** start **
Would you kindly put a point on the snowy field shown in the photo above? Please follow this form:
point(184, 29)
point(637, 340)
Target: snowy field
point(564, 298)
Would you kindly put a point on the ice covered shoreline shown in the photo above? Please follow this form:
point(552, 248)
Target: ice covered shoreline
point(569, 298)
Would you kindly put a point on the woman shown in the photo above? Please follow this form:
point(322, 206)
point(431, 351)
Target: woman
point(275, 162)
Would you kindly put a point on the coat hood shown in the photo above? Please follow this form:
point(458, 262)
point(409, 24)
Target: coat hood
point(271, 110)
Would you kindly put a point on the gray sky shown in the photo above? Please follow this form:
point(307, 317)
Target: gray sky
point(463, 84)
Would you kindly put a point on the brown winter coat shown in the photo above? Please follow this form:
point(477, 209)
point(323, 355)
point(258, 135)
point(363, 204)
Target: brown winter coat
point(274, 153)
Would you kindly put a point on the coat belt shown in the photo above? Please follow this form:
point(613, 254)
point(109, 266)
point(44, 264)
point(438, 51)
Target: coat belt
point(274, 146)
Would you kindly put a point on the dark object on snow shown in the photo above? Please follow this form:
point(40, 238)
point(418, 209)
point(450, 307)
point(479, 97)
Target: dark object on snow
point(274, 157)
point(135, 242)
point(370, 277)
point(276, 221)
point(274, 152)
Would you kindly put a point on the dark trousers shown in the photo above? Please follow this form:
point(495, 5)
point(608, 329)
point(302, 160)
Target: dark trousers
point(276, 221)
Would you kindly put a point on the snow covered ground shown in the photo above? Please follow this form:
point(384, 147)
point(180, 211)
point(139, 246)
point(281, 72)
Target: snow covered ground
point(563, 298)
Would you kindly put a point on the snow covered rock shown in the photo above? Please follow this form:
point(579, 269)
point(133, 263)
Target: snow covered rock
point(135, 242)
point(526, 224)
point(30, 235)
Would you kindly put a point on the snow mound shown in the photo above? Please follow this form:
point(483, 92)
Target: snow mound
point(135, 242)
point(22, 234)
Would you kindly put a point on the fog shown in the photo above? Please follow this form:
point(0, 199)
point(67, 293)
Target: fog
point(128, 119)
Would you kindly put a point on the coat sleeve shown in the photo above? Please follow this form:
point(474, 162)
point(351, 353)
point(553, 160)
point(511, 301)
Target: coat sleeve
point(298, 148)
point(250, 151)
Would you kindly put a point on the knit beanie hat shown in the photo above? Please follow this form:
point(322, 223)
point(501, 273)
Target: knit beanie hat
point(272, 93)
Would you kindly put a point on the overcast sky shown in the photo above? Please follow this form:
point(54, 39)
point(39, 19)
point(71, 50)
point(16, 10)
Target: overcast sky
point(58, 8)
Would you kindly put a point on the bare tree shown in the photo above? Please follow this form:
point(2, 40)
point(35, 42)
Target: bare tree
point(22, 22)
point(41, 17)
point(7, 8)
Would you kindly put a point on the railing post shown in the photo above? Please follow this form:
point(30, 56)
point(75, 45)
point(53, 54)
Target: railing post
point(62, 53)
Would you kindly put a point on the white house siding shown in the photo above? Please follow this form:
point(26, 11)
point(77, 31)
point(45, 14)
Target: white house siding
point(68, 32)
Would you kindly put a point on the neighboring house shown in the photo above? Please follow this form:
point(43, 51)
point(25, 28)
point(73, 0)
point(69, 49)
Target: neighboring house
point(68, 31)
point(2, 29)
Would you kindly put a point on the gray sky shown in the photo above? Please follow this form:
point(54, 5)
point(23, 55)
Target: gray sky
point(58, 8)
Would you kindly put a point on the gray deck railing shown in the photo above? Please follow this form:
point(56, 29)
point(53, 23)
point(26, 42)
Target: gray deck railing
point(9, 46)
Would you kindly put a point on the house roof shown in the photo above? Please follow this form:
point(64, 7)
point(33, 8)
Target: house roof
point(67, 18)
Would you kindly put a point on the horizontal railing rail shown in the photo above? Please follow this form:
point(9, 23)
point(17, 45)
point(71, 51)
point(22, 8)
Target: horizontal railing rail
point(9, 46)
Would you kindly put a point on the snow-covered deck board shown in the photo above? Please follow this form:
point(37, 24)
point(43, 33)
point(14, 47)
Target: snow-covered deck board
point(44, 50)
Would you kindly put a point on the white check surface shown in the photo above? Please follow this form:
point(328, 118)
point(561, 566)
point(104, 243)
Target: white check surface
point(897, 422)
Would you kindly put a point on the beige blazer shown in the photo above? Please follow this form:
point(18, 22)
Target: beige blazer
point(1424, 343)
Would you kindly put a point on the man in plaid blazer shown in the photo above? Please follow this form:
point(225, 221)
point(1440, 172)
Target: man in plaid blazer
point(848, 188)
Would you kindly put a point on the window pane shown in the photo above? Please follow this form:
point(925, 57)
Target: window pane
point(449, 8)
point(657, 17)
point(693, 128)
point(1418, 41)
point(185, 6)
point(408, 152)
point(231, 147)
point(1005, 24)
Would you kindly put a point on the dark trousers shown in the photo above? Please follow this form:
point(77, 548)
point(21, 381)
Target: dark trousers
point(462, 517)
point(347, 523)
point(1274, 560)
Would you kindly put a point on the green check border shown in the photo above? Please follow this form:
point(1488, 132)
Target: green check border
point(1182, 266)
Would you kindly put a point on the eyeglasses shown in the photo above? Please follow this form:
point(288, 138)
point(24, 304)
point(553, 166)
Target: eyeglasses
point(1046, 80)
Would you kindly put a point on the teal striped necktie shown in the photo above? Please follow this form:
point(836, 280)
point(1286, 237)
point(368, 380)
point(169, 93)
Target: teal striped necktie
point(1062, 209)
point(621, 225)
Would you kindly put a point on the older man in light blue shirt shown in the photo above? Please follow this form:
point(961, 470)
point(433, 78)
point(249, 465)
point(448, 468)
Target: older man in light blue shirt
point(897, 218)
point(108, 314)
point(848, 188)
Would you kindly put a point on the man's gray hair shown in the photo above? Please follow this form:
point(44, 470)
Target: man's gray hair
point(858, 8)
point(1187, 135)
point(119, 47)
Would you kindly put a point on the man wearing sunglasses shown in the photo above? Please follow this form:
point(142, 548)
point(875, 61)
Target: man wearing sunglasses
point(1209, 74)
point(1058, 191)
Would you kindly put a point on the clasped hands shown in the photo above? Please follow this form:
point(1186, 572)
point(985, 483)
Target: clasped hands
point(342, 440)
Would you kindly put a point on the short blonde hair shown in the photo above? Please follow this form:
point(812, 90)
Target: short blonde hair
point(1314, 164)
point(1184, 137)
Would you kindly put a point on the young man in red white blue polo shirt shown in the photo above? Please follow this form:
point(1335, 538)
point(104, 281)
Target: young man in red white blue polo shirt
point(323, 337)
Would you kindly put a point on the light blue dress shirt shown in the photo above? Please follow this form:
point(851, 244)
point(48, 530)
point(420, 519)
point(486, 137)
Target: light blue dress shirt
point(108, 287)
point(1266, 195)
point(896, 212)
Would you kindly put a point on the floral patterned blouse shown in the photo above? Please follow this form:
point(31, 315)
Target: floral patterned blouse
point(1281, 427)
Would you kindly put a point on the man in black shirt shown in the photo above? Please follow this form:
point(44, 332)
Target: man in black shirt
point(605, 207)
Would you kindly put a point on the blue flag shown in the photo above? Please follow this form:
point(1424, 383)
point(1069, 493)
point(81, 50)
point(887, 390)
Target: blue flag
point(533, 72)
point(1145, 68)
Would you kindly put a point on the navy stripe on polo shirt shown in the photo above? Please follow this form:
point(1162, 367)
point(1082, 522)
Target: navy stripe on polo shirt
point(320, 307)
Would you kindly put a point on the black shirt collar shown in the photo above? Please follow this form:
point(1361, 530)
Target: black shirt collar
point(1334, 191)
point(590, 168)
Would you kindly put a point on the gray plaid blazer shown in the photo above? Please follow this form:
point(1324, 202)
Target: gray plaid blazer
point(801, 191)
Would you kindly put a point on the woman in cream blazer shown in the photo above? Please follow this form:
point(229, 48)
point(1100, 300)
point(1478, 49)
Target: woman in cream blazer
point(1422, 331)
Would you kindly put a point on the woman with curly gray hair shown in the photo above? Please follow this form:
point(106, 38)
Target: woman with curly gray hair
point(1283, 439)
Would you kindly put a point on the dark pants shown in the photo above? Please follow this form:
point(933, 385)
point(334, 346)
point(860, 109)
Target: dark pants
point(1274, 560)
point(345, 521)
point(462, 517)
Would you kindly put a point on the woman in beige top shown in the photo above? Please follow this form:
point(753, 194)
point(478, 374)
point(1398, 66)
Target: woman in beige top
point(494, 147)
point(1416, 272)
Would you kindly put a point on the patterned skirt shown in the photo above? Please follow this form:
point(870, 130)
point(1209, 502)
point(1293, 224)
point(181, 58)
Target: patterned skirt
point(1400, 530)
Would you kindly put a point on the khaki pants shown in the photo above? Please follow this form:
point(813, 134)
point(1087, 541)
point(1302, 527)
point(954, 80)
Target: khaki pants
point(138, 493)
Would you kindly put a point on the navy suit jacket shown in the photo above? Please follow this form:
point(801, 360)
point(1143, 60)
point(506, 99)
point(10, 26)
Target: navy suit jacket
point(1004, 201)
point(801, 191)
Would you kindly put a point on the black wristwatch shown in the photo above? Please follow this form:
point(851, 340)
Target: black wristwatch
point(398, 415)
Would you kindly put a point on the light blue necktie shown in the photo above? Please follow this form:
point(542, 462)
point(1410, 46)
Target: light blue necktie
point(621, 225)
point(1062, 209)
** end **
Required work – Rewrite the entries above as a numbered list, one line per item, leaving out blank lines. Begin at the first line of the entries and stop after the line that contains "point(275, 162)".

Answer for this exercise –
1. Would you kindly put a point on the snowy field shown in the photo above? Please follow this form:
2. point(184, 29)
3. point(637, 340)
4. Target: snowy field
5. point(564, 298)
6. Would you kindly put a point on the ice covered shoreline shown in the photo above? Please follow this form:
7. point(552, 248)
8. Target: ice covered shoreline
9. point(569, 298)
10. Would you kindly put a point on the woman shown in the photo above? Please follow this form:
11. point(322, 206)
12. point(431, 351)
13. Target: woman
14. point(275, 162)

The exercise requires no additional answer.